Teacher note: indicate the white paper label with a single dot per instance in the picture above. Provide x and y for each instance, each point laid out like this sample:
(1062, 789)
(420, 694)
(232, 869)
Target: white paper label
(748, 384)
________________________________________
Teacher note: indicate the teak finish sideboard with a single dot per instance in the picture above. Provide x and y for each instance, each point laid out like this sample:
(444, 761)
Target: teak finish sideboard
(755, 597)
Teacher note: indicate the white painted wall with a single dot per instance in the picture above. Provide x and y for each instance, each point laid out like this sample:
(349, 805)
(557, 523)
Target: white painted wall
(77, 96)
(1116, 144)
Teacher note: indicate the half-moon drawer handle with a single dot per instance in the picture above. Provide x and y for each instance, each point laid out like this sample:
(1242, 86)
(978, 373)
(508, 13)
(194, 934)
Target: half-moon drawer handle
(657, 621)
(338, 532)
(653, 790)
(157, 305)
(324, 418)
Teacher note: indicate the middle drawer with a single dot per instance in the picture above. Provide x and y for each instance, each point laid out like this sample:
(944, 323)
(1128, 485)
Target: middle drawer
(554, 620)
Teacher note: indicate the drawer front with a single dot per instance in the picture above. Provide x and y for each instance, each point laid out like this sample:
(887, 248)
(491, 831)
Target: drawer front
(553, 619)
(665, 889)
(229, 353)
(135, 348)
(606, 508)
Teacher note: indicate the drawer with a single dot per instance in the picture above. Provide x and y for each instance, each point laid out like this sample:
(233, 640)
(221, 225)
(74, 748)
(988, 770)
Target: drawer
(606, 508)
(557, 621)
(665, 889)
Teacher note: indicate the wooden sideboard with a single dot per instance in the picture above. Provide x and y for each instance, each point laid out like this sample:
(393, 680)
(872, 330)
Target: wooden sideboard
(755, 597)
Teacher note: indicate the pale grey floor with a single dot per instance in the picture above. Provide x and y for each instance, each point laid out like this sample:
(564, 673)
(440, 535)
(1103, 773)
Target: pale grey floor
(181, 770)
________________________________________
**Problem statement:** Reproduce the item lines above word for word, starting at the line that contains "Teacher note: indicate the white painted" and stopping after the line that contains "(1116, 144)".

**Result of this exercise:**
Teacher note: indicate the white painted wall with a single dot per instance in the picture above. Provide x and y for each instance, each point laid out like this sample:
(349, 805)
(557, 523)
Target: white painted wall
(77, 96)
(1116, 144)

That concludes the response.